Begin RECORDS FOR PROCESSING
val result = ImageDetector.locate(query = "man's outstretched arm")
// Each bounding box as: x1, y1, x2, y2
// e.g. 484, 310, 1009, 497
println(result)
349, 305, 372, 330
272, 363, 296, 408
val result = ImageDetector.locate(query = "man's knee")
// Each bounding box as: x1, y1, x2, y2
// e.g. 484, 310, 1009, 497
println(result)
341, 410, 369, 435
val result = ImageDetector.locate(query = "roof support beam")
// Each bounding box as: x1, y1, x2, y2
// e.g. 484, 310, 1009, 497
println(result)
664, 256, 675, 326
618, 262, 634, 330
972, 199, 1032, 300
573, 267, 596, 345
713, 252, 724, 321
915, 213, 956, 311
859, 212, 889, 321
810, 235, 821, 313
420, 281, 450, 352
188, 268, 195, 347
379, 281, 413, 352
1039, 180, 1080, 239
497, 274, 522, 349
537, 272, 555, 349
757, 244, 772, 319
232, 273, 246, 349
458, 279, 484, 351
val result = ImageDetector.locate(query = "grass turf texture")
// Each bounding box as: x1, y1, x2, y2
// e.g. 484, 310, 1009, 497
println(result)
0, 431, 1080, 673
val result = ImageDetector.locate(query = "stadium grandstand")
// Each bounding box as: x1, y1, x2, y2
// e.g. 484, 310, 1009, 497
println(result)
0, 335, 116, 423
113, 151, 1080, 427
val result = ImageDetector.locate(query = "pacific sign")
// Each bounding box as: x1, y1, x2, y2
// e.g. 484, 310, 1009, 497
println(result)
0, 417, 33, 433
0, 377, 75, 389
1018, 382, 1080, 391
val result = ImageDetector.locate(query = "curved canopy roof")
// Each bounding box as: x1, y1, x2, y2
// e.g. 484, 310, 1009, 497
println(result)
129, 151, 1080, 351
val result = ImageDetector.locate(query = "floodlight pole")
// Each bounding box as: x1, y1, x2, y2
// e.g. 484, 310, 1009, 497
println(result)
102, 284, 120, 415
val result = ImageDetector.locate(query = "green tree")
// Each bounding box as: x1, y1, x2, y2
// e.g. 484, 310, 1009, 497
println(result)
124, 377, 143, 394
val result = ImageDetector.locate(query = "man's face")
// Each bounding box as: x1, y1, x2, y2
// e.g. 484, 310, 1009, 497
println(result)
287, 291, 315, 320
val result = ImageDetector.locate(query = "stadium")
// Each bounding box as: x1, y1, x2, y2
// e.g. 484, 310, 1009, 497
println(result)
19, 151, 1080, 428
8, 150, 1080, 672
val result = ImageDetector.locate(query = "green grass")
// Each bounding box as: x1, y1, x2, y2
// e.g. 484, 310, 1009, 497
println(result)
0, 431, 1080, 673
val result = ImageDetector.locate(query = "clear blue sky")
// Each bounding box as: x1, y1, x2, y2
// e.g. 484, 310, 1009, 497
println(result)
End RECORDS FOR PROCESSING
# GIVEN EXERCISE
Copy all of the rows above word for word, with no changes.

# FINISHED TASK
val result = ImageDetector.locate(query = "man's outstretched arm")
// Each bounding box as: x1, y1, x2, y2
// e.g. 484, 310, 1009, 497
println(result)
349, 305, 372, 330
272, 363, 296, 408
val result = ImageDetector.locate(query = "man's knee")
// Each bounding box as: x1, y1, x2, y2
// e.g. 484, 310, 1009, 497
println(result)
341, 410, 369, 435
val result = ImageDetector.locate(query = "roof support beam")
// Each bounding box as: x1, y1, x2, y2
// e.g. 484, 310, 1009, 497
println(result)
664, 256, 675, 326
618, 262, 634, 330
972, 199, 1032, 300
573, 267, 596, 345
713, 252, 724, 321
915, 213, 956, 311
859, 212, 889, 321
810, 235, 821, 313
420, 281, 450, 352
188, 268, 195, 347
379, 281, 413, 352
1039, 180, 1080, 239
497, 274, 522, 349
537, 272, 555, 349
757, 244, 772, 319
232, 273, 246, 349
458, 279, 484, 351
val result = ImageDetector.locate(query = "grass turf texture")
// Each bounding box as: x1, y1, x2, y2
// e.g. 484, 310, 1009, 497
println(result)
0, 431, 1080, 673
val result = ImageDetector.locate(query = "stadium grandstand")
// Each bounding box as: x1, y1, x2, y2
// e.g. 484, 310, 1009, 497
println(result)
0, 335, 116, 423
113, 151, 1080, 427
val result = ImageDetector.locate(query = "pacific sign")
// Each bounding box as: x1, y1, x2, y2
// e.g. 484, 310, 1009, 497
println(result)
0, 417, 33, 433
0, 377, 75, 389
1018, 382, 1080, 391
val result = ImageDetector.locate(query = "curved canopy roof")
// Each bounding box as: x1, y1, x2, y2
// e.g. 484, 310, 1009, 497
println(result)
129, 151, 1080, 351
val result = ImageDetector.locate(query = "floodlight pole")
// Each bounding box as: x1, y1, x2, y2
// e.g. 484, 310, 1009, 497
println(result)
102, 284, 120, 415
val result = ImageDetector.locate(query = "green tree")
// Each bounding box as: x1, y1, x2, y2
// e.g. 484, 310, 1009, 497
println(result)
124, 377, 143, 394
val result = ImageDetector.locate(query = "man's face")
// Each bounding box as: x1, y1, x2, y2
// e.g. 484, 310, 1009, 497
println(result)
287, 291, 315, 320
val result = ImageDetector.locate(query = "stadium")
// Each bounding box as: x1, y1, x2, y2
// e.g. 484, 310, 1009, 497
println(result)
19, 151, 1080, 428
8, 150, 1080, 672
val result = ImageDetector.locate(query = "green grass")
// Each bounding box as: x1, y1, x2, y2
// e.g. 484, 310, 1009, 497
println(result)
0, 431, 1080, 673
val result = ImageDetector.locate(query = "clear blue sky")
// Each bounding box as: x1, y1, x2, y2
// e.g. 484, 310, 1009, 497
println(result)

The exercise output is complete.